■ WHAT YOU NEED TO DO
Repeat the entire listing exactly as written.

■ INFORMATION SHOWN
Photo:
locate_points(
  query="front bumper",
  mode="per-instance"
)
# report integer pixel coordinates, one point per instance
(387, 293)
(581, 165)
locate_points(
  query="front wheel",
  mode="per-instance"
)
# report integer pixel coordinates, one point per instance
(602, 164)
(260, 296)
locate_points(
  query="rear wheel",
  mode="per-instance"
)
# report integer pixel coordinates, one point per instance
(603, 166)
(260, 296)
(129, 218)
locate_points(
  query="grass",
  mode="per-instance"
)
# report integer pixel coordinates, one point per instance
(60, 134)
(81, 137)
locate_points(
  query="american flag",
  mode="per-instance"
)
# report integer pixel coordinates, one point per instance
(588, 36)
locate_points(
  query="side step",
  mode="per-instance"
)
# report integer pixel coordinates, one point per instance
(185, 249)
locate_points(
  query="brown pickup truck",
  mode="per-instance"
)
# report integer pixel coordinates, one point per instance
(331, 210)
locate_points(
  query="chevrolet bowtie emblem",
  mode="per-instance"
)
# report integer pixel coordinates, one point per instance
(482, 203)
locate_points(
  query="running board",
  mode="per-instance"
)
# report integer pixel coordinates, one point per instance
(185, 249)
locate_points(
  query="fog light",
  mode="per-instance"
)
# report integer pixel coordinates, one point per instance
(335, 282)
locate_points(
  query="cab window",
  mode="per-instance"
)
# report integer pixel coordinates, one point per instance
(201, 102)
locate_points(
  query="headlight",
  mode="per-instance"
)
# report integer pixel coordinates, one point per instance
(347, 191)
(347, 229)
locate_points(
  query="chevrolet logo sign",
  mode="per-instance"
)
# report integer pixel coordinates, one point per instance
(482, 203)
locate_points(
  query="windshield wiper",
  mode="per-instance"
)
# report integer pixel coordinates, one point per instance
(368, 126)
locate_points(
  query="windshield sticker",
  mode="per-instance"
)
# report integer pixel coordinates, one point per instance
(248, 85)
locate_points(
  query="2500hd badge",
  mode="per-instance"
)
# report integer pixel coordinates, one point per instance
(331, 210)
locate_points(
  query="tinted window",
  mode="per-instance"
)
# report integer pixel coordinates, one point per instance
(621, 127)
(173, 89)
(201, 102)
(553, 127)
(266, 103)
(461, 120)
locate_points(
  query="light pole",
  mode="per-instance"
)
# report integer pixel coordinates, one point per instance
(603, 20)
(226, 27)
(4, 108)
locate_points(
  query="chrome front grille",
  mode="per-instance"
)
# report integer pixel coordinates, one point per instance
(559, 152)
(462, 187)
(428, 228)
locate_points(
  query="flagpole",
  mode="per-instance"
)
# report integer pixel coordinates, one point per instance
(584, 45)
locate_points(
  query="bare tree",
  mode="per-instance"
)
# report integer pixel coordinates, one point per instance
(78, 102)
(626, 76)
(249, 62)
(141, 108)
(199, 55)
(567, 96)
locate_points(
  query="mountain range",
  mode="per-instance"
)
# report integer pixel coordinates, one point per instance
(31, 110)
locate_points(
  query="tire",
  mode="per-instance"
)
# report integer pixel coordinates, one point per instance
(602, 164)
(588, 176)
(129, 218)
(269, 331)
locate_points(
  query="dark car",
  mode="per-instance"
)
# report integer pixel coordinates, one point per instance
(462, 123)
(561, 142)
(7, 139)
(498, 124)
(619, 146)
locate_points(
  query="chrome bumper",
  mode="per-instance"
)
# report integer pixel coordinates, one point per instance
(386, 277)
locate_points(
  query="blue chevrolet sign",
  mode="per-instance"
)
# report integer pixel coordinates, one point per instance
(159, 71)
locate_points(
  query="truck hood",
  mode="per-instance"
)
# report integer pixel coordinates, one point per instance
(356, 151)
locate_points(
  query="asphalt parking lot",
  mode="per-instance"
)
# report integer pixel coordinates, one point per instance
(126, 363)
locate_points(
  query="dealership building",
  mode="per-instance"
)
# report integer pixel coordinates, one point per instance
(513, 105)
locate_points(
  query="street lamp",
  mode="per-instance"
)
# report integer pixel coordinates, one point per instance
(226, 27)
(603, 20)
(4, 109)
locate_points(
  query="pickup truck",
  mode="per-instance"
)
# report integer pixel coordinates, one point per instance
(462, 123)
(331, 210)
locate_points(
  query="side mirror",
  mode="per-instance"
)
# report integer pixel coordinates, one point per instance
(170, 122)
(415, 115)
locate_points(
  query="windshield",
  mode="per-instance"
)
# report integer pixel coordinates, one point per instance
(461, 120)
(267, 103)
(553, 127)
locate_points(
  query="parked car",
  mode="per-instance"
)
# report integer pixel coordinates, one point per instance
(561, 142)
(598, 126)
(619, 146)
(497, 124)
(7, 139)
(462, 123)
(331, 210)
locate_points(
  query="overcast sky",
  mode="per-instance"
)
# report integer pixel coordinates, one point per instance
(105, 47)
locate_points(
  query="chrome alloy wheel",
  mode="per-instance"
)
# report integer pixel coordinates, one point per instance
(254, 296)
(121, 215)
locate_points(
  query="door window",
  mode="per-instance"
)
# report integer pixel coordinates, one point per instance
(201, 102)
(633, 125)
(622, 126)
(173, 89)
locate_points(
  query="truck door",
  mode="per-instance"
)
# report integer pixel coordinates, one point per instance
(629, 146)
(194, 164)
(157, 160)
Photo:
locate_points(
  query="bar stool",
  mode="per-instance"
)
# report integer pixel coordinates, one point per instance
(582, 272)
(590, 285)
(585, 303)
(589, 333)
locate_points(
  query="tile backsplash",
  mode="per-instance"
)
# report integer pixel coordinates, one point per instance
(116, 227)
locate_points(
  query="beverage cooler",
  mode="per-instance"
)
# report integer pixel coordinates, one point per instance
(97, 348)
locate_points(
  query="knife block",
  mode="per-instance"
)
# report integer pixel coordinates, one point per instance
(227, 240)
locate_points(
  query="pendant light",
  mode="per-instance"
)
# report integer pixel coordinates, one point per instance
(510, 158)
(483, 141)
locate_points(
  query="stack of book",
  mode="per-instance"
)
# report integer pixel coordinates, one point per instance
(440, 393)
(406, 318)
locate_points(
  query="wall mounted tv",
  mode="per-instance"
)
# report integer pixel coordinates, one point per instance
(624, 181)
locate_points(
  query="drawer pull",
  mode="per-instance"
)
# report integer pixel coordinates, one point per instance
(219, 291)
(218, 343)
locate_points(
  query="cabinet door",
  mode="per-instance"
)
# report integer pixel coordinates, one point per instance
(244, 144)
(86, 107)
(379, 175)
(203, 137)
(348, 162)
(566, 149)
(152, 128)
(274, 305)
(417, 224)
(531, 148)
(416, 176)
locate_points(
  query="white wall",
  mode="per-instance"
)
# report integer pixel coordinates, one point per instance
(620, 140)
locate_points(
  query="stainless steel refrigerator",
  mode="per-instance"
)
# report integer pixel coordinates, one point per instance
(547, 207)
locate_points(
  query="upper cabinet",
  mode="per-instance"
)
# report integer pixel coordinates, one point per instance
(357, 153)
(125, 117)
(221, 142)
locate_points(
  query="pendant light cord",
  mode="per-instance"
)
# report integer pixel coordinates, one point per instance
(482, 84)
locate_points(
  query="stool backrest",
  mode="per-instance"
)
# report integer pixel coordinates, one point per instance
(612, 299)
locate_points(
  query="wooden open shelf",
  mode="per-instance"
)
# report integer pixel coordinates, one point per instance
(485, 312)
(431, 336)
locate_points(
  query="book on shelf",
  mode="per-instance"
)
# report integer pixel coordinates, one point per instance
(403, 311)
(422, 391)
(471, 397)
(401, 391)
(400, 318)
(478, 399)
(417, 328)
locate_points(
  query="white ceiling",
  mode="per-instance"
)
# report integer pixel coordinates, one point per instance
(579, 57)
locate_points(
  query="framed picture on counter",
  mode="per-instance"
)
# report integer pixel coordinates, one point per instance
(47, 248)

■ REPLY
Photo:
locate_points(
  query="front bumper",
  mode="per-instance"
)
# report integer pixel coordinates, one point per instance
(387, 293)
(581, 165)
locate_points(
  query="front wheel",
  mode="per-instance"
)
# report integer pixel coordinates, one point per instance
(602, 164)
(260, 296)
locate_points(
  query="rear wheel",
  mode="per-instance"
)
# report integer pixel coordinates, one point per instance
(603, 166)
(260, 296)
(129, 218)
locate_points(
  query="grass",
  mode="per-instance"
)
# report integer pixel coordinates, one point per instance
(60, 134)
(81, 137)
locate_points(
  query="american flag",
  mode="per-instance"
)
# report integer pixel coordinates, one point per instance
(588, 36)
locate_points(
  query="side step",
  mode="per-instance"
)
# report integer pixel coordinates, one point per instance
(185, 249)
locate_points(
  query="brown pickup truck",
  mode="per-instance"
)
# report integer pixel coordinates, one point per instance
(331, 210)
locate_points(
  query="chevrolet bowtie emblem",
  mode="per-instance"
)
# report integer pixel coordinates, one point per instance
(482, 203)
locate_points(
  query="running board",
  mode="per-instance"
)
# report integer pixel coordinates, one point per instance
(185, 249)
locate_points(
  query="fog light",
  mode="per-instance"
)
# report integer pixel coordinates, one point per instance
(335, 282)
locate_points(
  query="cab window",
  mode="per-instance"
)
# report integer pixel coordinates, one point per instance
(201, 102)
locate_points(
  query="headlight",
  mode="per-instance"
)
# report integer pixel coordinates, one point per instance
(347, 191)
(347, 229)
locate_points(
  query="chevrolet logo sign",
  mode="per-instance"
)
# report integer pixel coordinates, one point per instance
(482, 203)
locate_points(
  query="windshield wiper",
  mode="per-instance"
)
# report integer pixel coordinates, one point per instance
(368, 126)
locate_points(
  query="windshield sticker",
  mode="per-instance"
)
# report integer pixel coordinates, one point per instance
(248, 85)
locate_points(
  query="2500hd badge",
  mode="per-instance"
)
# report integer pixel coordinates, one point per instance
(331, 210)
locate_points(
  query="tinted window",
  mode="per-instance"
)
# report integer pixel coordinates, one point per instance
(621, 127)
(173, 89)
(201, 102)
(553, 127)
(266, 103)
(461, 120)
locate_points(
  query="light pole",
  mode="per-instance"
)
# report integer pixel coordinates, one point per instance
(603, 20)
(226, 27)
(4, 108)
locate_points(
  query="chrome front grille",
  mode="per-instance"
)
# report integer pixel coordinates, one point per instance
(559, 152)
(462, 187)
(428, 228)
locate_points(
  query="flagpole",
  mode="per-instance"
)
# report integer pixel coordinates, one point per instance
(584, 45)
locate_points(
  query="bare tree",
  mode="per-instance"
)
# report integer pixel coordinates, one point per instance
(78, 102)
(626, 76)
(249, 62)
(141, 108)
(199, 55)
(567, 96)
locate_points(
  query="mountain range",
  mode="per-instance"
)
# report integer pixel coordinates, one point per instance
(31, 110)
locate_points(
  query="tire",
  mode="per-instance"
)
# report integer pixel coordinates, one point per instance
(602, 164)
(588, 176)
(129, 218)
(269, 331)
locate_points(
  query="dark car",
  mode="per-instance"
)
# report integer pixel coordinates, one point per instance
(462, 123)
(561, 142)
(7, 139)
(498, 124)
(619, 146)
locate_points(
  query="chrome bumper",
  mode="per-instance"
)
# report integer pixel coordinates, one point per instance
(386, 277)
locate_points(
  query="blue chevrolet sign",
  mode="per-instance"
)
# report integer pixel coordinates, one point per instance
(159, 71)
locate_points(
  query="truck hood",
  mode="per-instance"
)
# report integer pixel coordinates, one point per instance
(356, 151)
locate_points(
  query="asphalt parking lot",
  mode="per-instance"
)
# report integer pixel coordinates, one point per instance
(126, 363)
locate_points(
  query="dealership building",
  mode="per-instance"
)
# report integer pixel coordinates, one point per instance
(513, 105)
locate_points(
  query="street lamp",
  mode="per-instance"
)
# report integer pixel coordinates, one point per instance
(226, 27)
(603, 20)
(4, 109)
locate_points(
  query="pickup truck",
  mode="per-instance"
)
# report integer pixel coordinates, one point per instance
(462, 123)
(331, 210)
locate_points(
  query="side mirror",
  mode="per-instance"
)
# report integer pixel coordinates, one point per instance
(170, 122)
(415, 115)
locate_points(
  query="windshield",
  mode="per-instance"
)
# report integer pixel coordinates, one point per instance
(461, 120)
(267, 103)
(553, 127)
locate_points(
  query="parked car",
  mode="per-instance"
)
# report integer pixel coordinates, one point per instance
(561, 142)
(598, 126)
(619, 146)
(497, 124)
(7, 139)
(462, 123)
(331, 210)
locate_points(
  query="overcast sky",
  mode="per-instance"
)
# report integer pixel coordinates, one point per instance
(105, 47)
locate_points(
  query="chrome alloy wheel",
  mode="per-instance"
)
# report integer pixel coordinates, one point per instance
(254, 296)
(121, 215)
locate_points(
  query="door window",
  mode="per-instance"
)
# report integer pixel coordinates, one point per instance
(201, 102)
(633, 125)
(622, 126)
(173, 89)
locate_points(
  query="truck door",
  mode="per-instance"
)
# report integer pixel coordinates, one point per instance
(629, 146)
(194, 164)
(157, 160)
Photo:
locate_points(
  query="bar stool",
  mode="per-instance"
)
# report integer pixel coordinates, one point per instance
(582, 272)
(590, 285)
(585, 303)
(589, 333)
locate_points(
  query="tile backsplash",
  mode="per-instance"
)
# report integer pixel coordinates, one point per instance
(116, 227)
locate_points(
  query="beverage cooler",
  mode="per-instance"
)
# report integer pixel coordinates, one point per instance
(97, 348)
locate_points(
  query="knife block",
  mode="per-instance"
)
# report integer pixel coordinates, one point per instance
(227, 240)
locate_points(
  query="pendant light",
  mode="per-instance"
)
# report integer pixel coordinates, one point per instance
(510, 158)
(483, 141)
locate_points(
  query="stack of book",
  mode="per-instance"
)
# report integer pixel coordinates, one point per instance
(440, 393)
(406, 318)
locate_points(
  query="wall mounted tv",
  mode="per-instance"
)
# report integer pixel coordinates, one point per instance
(624, 181)
locate_points(
  query="drawer pull",
  mode="per-instance"
)
# report integer pixel coordinates, one point per instance
(219, 291)
(218, 343)
locate_points(
  query="cabinet door",
  mode="per-instance"
)
# report integer pixel coordinates, one point per instance
(244, 144)
(86, 107)
(379, 175)
(203, 137)
(348, 162)
(566, 149)
(152, 128)
(274, 305)
(417, 224)
(531, 148)
(416, 176)
locate_points(
  query="white wall",
  mode="per-instance"
)
# report integer pixel coordinates, one point per instance
(620, 140)
locate_points(
  query="stainless steel refrigerator",
  mode="per-instance"
)
# report integer pixel coordinates, one point per instance
(547, 207)
locate_points(
  query="upper cabinet",
  mode="per-instance"
)
# report integer pixel coordinates, one point per instance
(357, 153)
(125, 117)
(221, 142)
locate_points(
  query="pendant light cord",
  mode="per-instance"
)
# report integer pixel coordinates, one point per instance
(482, 84)
locate_points(
  query="stool backrest",
  mode="per-instance"
)
# report integer pixel coordinates, one point per instance
(612, 299)
locate_points(
  query="wooden open shelf",
  mode="per-instance"
)
# report integer pixel coordinates, one point per instance
(485, 312)
(431, 336)
locate_points(
  query="book on shelf",
  mode="per-instance"
)
# report integer pixel coordinates, one point per instance
(403, 311)
(422, 391)
(471, 397)
(401, 391)
(400, 318)
(478, 399)
(417, 328)
locate_points(
  query="white ceiling",
  mode="per-instance"
)
# report integer pixel coordinates, one point per instance
(579, 57)
locate_points(
  query="framed picture on counter",
  mode="per-instance"
)
# report integer pixel coordinates, one point per instance
(47, 248)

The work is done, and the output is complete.